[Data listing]
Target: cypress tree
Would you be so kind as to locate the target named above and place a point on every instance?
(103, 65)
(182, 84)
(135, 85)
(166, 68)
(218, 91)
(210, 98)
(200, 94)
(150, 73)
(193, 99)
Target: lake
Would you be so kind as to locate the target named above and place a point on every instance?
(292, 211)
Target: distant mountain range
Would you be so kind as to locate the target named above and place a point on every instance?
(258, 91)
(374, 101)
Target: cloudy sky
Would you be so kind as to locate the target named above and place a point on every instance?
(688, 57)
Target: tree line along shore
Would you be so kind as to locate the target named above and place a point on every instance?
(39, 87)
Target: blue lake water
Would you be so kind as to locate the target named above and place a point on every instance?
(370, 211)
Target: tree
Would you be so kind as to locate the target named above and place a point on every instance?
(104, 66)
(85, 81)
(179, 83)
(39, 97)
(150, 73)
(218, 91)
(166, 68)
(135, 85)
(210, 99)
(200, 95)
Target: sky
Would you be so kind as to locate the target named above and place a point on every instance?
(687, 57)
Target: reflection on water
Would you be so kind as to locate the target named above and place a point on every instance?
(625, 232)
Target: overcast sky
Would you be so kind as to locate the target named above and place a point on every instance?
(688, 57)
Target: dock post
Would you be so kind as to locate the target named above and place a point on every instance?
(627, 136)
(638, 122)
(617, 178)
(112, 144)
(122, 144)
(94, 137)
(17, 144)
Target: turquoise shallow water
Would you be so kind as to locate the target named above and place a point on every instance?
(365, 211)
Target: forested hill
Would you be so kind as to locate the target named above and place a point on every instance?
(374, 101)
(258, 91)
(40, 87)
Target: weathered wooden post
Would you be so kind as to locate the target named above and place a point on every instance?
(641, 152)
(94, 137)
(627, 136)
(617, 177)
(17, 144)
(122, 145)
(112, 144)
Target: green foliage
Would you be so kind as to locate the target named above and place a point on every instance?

◆ Set task ◆
Word for word, write out all of the data above.

◆ Answer below ◆
Target: cypress tree
Would you be so kind as to locate the target named above and place a point on every instance?
(103, 65)
(182, 84)
(135, 85)
(166, 68)
(218, 91)
(210, 98)
(200, 94)
(150, 73)
(193, 99)
Target: lake
Would you be so kind as to locate the target named above and place a point on every instance?
(292, 211)
Target: distant mountain range
Would you be so kind as to locate the target named above and place a point on every instance?
(258, 91)
(374, 101)
Target: cloudy sky
Would you be so kind as to locate the target named above and place a point on every instance?
(688, 57)
Target: tree line along shore
Would you be so kind as to locate the target named above and place a point on every instance?
(39, 87)
Target: blue lake water
Would you be so kind as to locate the target named above and place a point on every instance?
(370, 211)
Target: tree
Would you be so kind as to locate the target named above and place a point on every instance?
(104, 66)
(85, 81)
(179, 83)
(39, 97)
(150, 73)
(218, 91)
(166, 68)
(135, 85)
(210, 99)
(200, 95)
Target: sky
Would you be so kind as to locate the target named above and place a point on every instance?
(687, 57)
Target: reflection on water
Would you be so kind as to locate the target named above and place a point on every instance?
(625, 232)
Target: overcast sky
Would you be so kind as to locate the target named above and place a point on every instance?
(688, 57)
Target: dock post
Would you be so kind as to locate the target named above and place a point on every instance?
(627, 136)
(638, 122)
(617, 178)
(112, 144)
(122, 144)
(94, 137)
(17, 144)
Target: turquoise shallow water
Would you be so kind as to locate the target named above and place a point on every instance?
(365, 211)
Target: forested hill
Would you be so kind as to locate the target named above and place a point on every instance?
(374, 101)
(258, 91)
(40, 87)
Target: weathered wooden post
Would you be so kind as to locate the target named above and place a point on every instance?
(641, 152)
(94, 137)
(627, 136)
(617, 177)
(17, 144)
(122, 145)
(112, 144)
Target: green foliage
Would you be so kind as to locate the target named above and place a point on every instance?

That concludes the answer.